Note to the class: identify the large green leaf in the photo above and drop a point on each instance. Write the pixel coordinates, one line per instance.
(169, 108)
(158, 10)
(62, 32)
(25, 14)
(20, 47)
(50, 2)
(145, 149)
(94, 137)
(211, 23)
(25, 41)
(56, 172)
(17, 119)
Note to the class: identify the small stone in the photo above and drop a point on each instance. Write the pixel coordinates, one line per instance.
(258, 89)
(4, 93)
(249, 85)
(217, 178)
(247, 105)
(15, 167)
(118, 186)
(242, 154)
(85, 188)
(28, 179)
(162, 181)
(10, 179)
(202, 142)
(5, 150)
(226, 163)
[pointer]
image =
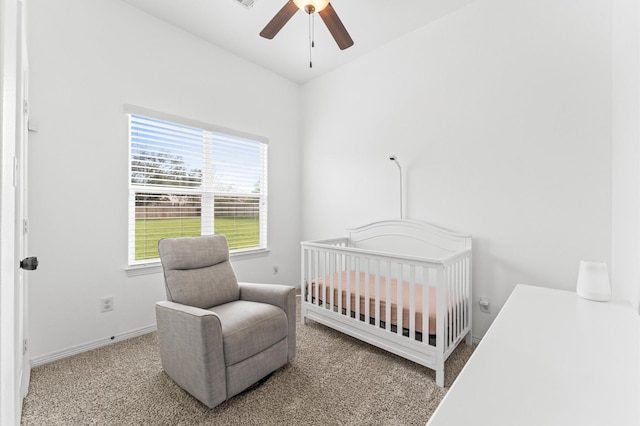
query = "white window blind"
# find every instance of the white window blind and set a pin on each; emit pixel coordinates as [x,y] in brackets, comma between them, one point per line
[189,181]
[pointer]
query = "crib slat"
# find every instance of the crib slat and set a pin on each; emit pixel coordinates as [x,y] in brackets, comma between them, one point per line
[357,301]
[376,306]
[339,272]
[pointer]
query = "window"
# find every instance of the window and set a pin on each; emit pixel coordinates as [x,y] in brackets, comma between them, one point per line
[189,179]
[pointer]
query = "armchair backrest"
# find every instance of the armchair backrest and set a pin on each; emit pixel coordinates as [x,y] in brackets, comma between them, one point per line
[197,271]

What this task involves> Could you give the material again exactly as it stands, omitting any image?

Completed task>
Note to the class: identify the large green leaf in the photo above and drop a point on each instance. Write the pixel coordinates, one line per instance.
(169, 108)
(158, 10)
(62, 32)
(25, 14)
(20, 47)
(50, 2)
(145, 149)
(94, 137)
(211, 23)
(25, 41)
(56, 172)
(17, 119)
Note to the class: identify the small stone in the photo above and drop a point on each instance. Write the pixel coordinates, one line per instance.
(258, 89)
(4, 93)
(249, 85)
(217, 178)
(247, 105)
(15, 167)
(118, 186)
(242, 154)
(85, 188)
(28, 179)
(162, 181)
(10, 179)
(202, 142)
(5, 150)
(226, 163)
[pointer]
image =
query = "white window blind"
# find every instance of the white window blind and set a pin on each; emit pixel coordinates as [x,y] in brackets, comma between them, one point per line
[189,181]
[pointer]
query = "crib slat"
# find every instance of the crib slat and set a pin on each; emit pixel coordinates as [x,y] in brackets, comma between them, one point per line
[357,301]
[376,306]
[339,272]
[pointer]
query = "window"
# find every instance of the window and set a pin on each; emit pixel coordinates as [x,y] in brackets, comma between them, one point per line
[189,179]
[pointer]
query = "armchair backrest"
# find every instance of the armchair backrest and set a pin on each; emit pixel coordinates as [x,y] in brackets, comma between them, one point per line
[197,271]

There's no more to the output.